◆ **EXCERPT PROVIDED**:
Now that’s one kind of absurdity, the absurdity of everyday life. There’s another, deeper, absurdity, though, that we humans have the distinctive capacity to perceive. It comes from our ability to step back from all of our daily values, concerns, and strivings to look at our lives from the timeless perspective of the universe. From there, we may look like a bunch of ants, carrying stones up an anthill that will be destroyed by the wind or all come to naught in the long run. What we’re all striving for may be for nothing! And we’re striving for it with such earnestness. There are two ways to respond to this reflective move. On the one hand, it may all seem tragic, humiliating, pointless, and sobering. But on the other hand, the very vastness of the disparity between our value-laden pursuits and their possible meaninglessness, well, that can be hilarious. The absurdity of life is where we may find great humour.

Stored data:
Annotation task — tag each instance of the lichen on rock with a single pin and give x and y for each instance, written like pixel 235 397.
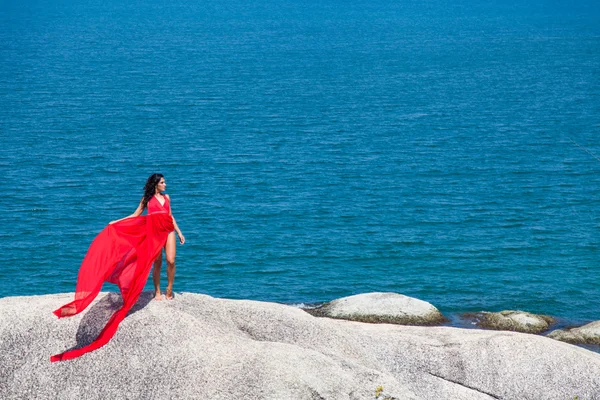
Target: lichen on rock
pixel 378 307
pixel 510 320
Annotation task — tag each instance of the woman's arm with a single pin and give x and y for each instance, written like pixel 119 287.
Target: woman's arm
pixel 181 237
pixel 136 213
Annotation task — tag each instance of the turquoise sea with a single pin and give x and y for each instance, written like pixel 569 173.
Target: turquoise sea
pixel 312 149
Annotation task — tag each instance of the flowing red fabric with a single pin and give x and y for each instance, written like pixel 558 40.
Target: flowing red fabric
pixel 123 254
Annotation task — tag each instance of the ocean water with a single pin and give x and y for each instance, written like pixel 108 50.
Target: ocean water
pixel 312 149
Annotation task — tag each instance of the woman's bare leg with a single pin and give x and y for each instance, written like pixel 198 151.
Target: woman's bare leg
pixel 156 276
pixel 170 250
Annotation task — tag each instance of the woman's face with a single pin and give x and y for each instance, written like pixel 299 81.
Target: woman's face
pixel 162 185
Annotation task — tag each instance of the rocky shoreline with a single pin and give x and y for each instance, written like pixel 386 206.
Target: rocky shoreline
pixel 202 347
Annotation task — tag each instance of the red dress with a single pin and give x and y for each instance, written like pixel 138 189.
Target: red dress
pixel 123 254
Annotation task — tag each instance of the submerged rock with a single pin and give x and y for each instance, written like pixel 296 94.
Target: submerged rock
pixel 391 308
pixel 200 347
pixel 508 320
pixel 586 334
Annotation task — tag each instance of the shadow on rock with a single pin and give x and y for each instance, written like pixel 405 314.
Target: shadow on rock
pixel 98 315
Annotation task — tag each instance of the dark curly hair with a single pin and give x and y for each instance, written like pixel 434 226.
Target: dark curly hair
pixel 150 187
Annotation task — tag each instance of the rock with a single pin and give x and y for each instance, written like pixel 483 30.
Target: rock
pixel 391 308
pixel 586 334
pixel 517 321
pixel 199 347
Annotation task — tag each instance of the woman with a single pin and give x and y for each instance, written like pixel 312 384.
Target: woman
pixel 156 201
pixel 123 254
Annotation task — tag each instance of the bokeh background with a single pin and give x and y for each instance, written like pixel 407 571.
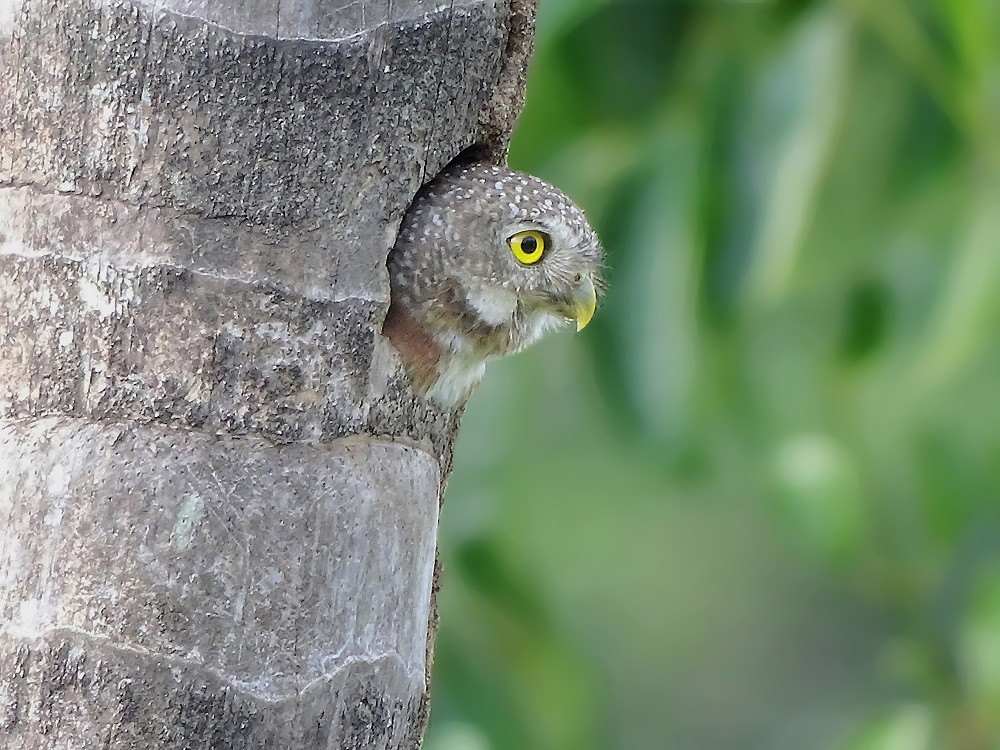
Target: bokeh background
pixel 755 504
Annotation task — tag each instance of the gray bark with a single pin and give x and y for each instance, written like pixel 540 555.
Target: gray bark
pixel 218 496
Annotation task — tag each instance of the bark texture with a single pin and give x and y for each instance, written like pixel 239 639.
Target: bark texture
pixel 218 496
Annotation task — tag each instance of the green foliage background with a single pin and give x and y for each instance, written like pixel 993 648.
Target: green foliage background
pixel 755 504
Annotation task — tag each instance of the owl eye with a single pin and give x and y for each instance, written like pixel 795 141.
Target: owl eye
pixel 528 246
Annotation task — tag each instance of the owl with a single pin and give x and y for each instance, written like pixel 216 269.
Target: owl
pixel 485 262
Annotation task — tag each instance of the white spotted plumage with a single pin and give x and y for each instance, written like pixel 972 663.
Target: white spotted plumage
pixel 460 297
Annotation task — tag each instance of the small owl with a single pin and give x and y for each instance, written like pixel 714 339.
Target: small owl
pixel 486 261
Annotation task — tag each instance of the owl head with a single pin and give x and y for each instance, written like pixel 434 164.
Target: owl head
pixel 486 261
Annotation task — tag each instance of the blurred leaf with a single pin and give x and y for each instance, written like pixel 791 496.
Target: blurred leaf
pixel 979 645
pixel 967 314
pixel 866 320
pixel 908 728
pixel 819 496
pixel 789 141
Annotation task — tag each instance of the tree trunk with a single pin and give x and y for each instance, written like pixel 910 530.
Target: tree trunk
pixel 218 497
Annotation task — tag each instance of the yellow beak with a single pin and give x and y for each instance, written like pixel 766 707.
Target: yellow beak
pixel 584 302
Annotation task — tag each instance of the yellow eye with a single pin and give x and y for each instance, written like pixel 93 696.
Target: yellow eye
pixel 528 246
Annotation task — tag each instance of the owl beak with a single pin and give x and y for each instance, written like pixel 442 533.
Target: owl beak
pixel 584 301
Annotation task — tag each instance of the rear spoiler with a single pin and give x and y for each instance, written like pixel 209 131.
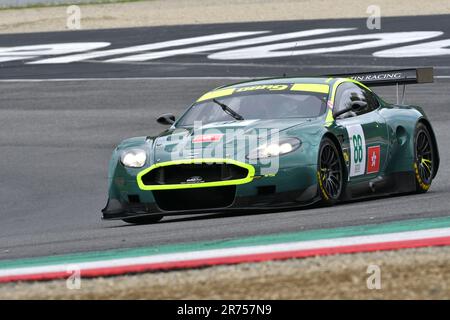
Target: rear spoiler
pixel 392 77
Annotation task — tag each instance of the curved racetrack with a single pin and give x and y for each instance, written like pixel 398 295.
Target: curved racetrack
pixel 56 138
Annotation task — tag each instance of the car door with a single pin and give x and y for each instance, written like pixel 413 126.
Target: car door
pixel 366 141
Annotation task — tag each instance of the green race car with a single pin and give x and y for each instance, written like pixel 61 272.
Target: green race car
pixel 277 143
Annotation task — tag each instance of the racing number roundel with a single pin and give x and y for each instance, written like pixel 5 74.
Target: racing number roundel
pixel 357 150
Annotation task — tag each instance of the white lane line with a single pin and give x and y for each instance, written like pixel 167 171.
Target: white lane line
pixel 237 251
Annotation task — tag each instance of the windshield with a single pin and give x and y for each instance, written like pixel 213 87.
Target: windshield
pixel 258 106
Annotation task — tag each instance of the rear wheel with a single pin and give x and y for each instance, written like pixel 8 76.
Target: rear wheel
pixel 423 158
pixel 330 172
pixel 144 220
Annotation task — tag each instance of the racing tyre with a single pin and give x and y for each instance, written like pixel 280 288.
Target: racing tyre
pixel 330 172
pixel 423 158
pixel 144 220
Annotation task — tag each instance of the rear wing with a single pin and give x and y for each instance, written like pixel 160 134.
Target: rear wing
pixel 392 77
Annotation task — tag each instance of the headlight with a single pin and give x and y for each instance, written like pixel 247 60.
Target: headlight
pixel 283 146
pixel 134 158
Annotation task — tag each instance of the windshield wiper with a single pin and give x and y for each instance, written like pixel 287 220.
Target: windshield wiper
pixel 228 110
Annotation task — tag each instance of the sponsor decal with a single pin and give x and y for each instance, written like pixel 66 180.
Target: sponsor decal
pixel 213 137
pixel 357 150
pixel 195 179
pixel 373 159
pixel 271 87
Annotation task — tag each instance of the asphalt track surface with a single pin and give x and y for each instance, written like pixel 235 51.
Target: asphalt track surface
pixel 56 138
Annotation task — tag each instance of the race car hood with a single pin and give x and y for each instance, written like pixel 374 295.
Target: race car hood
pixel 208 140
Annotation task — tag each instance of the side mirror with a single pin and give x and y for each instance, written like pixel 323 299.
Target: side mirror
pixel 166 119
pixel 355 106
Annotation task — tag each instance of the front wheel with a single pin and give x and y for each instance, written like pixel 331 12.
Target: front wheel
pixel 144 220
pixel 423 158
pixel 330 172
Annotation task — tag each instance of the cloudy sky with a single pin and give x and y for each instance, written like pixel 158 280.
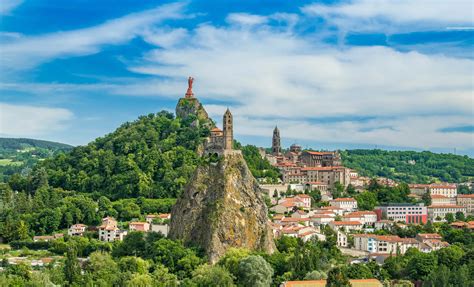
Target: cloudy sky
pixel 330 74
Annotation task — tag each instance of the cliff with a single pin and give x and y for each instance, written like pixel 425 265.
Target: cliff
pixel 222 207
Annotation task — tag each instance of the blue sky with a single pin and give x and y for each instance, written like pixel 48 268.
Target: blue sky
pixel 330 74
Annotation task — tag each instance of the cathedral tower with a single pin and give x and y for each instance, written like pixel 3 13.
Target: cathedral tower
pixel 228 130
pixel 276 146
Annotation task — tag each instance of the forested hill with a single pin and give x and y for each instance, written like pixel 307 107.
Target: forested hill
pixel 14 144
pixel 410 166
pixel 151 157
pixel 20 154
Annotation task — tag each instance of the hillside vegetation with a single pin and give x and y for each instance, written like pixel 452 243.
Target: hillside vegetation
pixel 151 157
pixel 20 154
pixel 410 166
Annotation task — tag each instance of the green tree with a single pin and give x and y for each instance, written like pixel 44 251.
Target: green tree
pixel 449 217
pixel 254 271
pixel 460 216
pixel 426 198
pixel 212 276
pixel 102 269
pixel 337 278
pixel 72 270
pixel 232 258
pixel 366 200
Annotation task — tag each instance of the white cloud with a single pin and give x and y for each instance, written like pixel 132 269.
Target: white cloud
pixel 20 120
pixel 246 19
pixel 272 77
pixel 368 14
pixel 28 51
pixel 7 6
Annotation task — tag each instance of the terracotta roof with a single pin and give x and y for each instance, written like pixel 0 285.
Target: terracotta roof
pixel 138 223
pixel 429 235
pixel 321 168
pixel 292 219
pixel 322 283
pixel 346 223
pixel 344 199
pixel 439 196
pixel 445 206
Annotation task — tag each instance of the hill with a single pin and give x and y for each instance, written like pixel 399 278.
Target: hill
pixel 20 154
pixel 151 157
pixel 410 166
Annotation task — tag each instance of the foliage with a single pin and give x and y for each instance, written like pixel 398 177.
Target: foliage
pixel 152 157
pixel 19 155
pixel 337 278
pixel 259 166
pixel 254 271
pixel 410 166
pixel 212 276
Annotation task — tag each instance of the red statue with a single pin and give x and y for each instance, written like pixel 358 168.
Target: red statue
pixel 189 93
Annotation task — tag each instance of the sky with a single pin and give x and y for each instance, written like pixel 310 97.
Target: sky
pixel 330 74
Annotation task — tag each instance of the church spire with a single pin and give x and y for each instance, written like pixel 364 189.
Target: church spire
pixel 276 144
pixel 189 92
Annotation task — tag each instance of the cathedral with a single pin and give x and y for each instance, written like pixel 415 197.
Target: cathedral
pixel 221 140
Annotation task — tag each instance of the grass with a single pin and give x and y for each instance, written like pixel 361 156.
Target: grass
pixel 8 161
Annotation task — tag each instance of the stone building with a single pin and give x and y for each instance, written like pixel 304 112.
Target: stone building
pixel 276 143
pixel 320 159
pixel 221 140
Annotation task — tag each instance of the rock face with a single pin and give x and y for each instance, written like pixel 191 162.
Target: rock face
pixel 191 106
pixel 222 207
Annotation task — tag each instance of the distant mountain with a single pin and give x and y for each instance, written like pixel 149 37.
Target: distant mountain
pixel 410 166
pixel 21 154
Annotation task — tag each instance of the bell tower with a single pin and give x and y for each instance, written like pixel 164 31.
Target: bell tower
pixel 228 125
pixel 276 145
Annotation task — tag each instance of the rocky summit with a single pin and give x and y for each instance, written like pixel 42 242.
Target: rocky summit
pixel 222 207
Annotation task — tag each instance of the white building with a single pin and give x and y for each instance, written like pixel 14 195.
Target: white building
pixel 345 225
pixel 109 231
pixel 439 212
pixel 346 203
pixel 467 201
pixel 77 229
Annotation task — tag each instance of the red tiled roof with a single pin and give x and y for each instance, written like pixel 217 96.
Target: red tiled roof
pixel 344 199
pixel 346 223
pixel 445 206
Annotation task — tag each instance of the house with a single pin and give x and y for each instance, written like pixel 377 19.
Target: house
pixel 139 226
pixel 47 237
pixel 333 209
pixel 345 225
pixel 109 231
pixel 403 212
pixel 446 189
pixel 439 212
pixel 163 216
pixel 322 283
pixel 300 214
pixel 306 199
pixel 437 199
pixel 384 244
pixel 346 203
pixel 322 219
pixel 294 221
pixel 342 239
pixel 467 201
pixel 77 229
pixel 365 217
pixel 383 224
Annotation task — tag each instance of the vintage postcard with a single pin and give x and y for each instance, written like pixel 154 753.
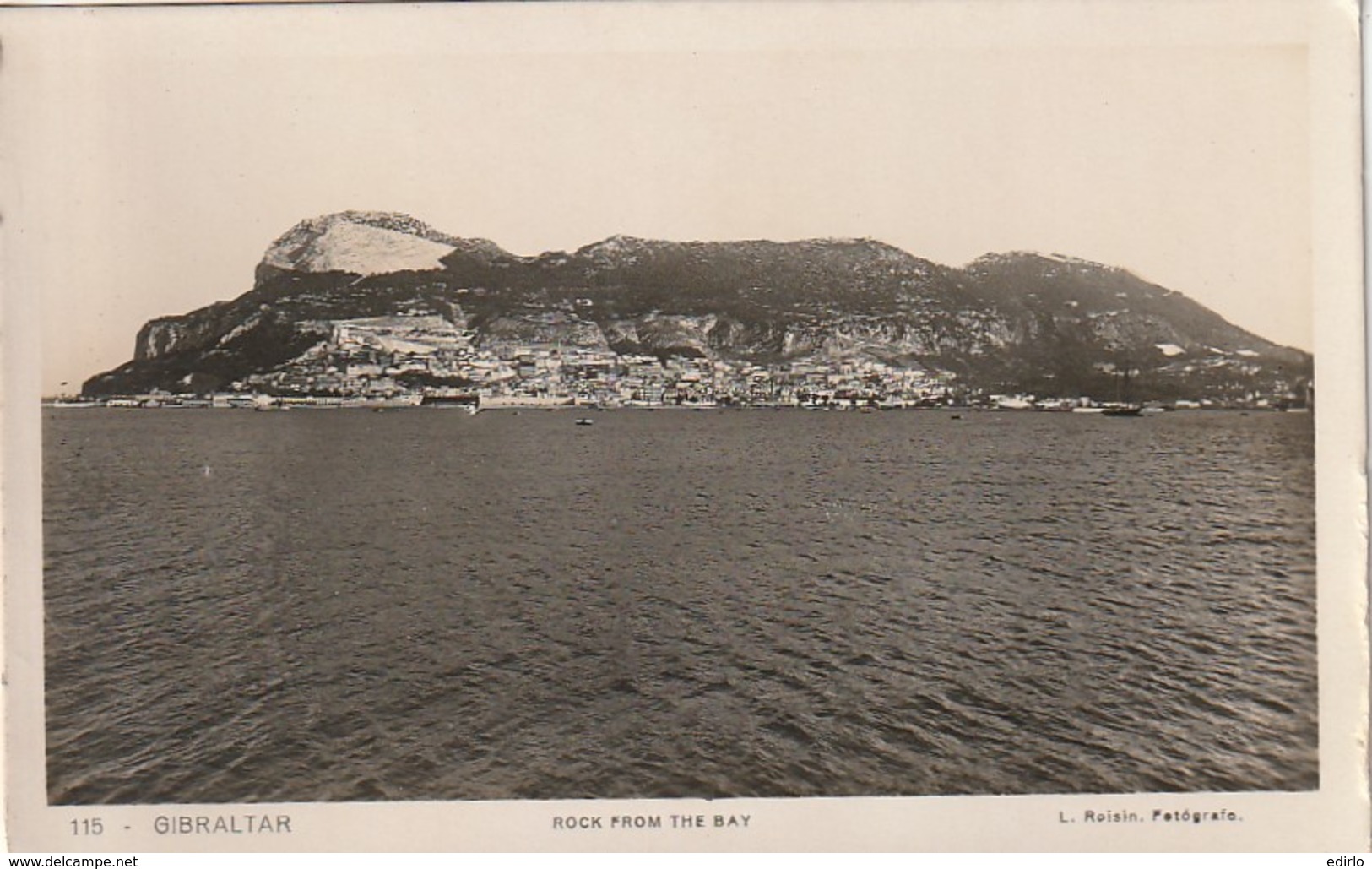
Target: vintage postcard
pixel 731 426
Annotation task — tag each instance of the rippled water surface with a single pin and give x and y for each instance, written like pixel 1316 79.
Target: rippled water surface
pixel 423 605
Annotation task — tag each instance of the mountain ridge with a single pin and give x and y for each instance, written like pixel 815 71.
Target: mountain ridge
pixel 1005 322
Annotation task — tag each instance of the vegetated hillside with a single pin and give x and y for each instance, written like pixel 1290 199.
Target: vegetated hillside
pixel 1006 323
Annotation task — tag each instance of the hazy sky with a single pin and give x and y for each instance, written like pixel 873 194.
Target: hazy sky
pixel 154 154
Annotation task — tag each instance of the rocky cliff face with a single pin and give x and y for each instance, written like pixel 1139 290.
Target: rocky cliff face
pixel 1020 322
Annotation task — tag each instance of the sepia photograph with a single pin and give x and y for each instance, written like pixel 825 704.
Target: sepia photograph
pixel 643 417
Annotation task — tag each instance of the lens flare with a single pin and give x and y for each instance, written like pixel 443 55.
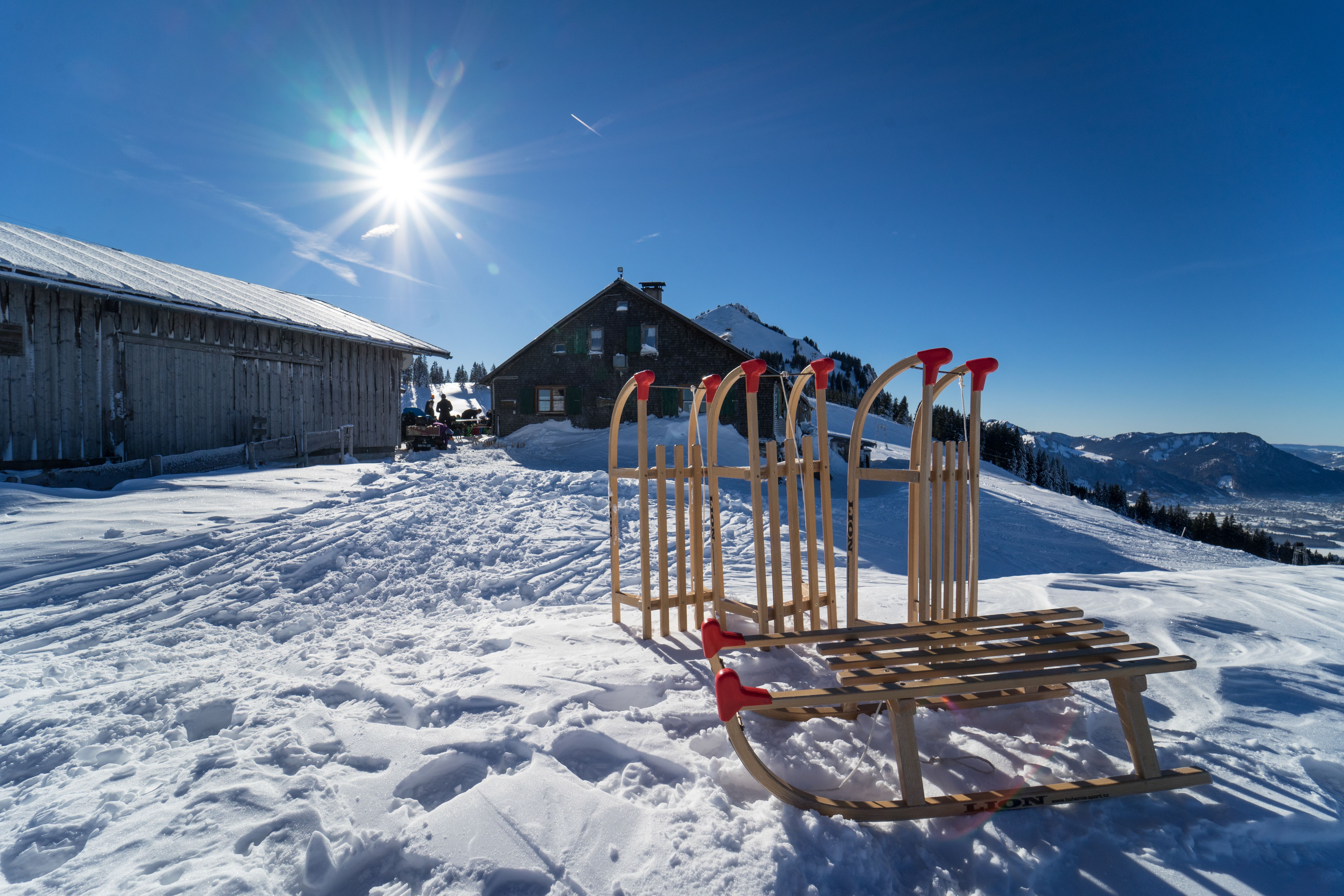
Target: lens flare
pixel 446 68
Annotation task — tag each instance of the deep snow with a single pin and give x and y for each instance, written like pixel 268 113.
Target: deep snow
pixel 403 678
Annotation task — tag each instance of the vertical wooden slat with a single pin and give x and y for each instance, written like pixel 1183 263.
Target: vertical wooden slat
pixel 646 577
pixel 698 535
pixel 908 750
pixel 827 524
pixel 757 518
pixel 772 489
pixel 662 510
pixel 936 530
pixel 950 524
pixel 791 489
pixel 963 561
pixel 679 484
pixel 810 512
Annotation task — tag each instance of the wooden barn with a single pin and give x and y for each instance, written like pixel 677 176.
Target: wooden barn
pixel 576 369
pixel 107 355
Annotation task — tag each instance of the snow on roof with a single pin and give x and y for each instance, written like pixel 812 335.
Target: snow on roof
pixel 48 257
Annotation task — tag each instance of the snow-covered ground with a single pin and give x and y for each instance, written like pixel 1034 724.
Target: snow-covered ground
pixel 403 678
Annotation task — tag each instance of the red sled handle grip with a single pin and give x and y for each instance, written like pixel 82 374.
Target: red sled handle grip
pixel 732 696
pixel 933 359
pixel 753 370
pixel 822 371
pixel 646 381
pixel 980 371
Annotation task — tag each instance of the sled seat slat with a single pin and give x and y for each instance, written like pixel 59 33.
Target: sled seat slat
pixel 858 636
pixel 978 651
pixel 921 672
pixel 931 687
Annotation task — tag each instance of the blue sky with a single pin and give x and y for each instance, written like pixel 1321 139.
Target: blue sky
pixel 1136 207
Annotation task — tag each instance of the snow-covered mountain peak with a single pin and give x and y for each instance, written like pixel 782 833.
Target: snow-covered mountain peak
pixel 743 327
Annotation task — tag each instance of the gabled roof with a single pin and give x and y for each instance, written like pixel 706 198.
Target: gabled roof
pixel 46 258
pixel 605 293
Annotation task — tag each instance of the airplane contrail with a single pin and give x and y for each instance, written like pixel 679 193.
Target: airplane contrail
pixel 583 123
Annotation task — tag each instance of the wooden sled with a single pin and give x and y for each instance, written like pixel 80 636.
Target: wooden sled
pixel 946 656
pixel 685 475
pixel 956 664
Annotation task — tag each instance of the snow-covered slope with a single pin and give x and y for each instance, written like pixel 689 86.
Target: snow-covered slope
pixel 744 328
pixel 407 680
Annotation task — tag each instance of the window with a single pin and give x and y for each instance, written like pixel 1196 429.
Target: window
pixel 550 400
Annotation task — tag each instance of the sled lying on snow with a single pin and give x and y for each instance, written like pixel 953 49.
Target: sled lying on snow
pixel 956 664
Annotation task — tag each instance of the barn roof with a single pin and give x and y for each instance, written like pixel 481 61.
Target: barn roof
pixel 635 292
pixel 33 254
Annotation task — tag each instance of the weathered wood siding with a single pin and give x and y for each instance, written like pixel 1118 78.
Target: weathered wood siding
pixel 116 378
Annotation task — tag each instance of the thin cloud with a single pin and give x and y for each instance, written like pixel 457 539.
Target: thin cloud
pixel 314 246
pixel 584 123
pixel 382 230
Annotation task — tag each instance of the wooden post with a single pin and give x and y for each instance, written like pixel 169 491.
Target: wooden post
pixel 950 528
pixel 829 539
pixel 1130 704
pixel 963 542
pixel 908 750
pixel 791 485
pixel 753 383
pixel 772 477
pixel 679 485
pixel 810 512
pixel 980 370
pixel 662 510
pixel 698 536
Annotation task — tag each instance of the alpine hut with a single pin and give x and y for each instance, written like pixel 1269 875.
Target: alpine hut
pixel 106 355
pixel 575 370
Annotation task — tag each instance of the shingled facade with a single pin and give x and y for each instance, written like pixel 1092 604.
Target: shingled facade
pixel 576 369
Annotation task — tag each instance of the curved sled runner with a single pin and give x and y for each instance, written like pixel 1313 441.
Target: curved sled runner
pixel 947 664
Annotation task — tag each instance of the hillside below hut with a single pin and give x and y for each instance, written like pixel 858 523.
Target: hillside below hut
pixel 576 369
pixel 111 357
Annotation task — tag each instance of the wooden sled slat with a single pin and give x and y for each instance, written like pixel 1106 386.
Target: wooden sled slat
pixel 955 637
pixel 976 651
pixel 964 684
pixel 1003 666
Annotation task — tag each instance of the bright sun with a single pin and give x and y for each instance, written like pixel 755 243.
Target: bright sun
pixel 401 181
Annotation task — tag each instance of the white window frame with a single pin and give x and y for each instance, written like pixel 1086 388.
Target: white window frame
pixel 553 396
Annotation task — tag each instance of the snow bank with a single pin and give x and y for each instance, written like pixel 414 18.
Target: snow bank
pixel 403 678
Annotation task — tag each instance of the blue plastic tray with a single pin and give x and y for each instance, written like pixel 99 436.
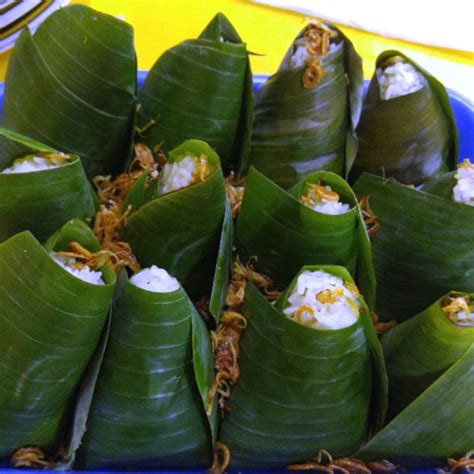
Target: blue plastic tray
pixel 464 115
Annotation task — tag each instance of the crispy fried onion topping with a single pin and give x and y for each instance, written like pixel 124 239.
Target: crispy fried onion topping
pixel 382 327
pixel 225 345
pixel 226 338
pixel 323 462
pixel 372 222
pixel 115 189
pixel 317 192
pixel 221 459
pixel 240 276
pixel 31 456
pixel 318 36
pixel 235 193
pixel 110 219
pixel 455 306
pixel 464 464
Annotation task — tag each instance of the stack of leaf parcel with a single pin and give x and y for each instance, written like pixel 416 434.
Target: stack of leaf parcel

◆ **SET TASK**: In the excerpt on absurdity, what may we humans look like when seen from the timeless perspective of the universe?

◆ **WRITTEN ANSWER**: A bunch of ants carrying stones up an anthill that will be destroyed by the wind or all come to naught in the long run.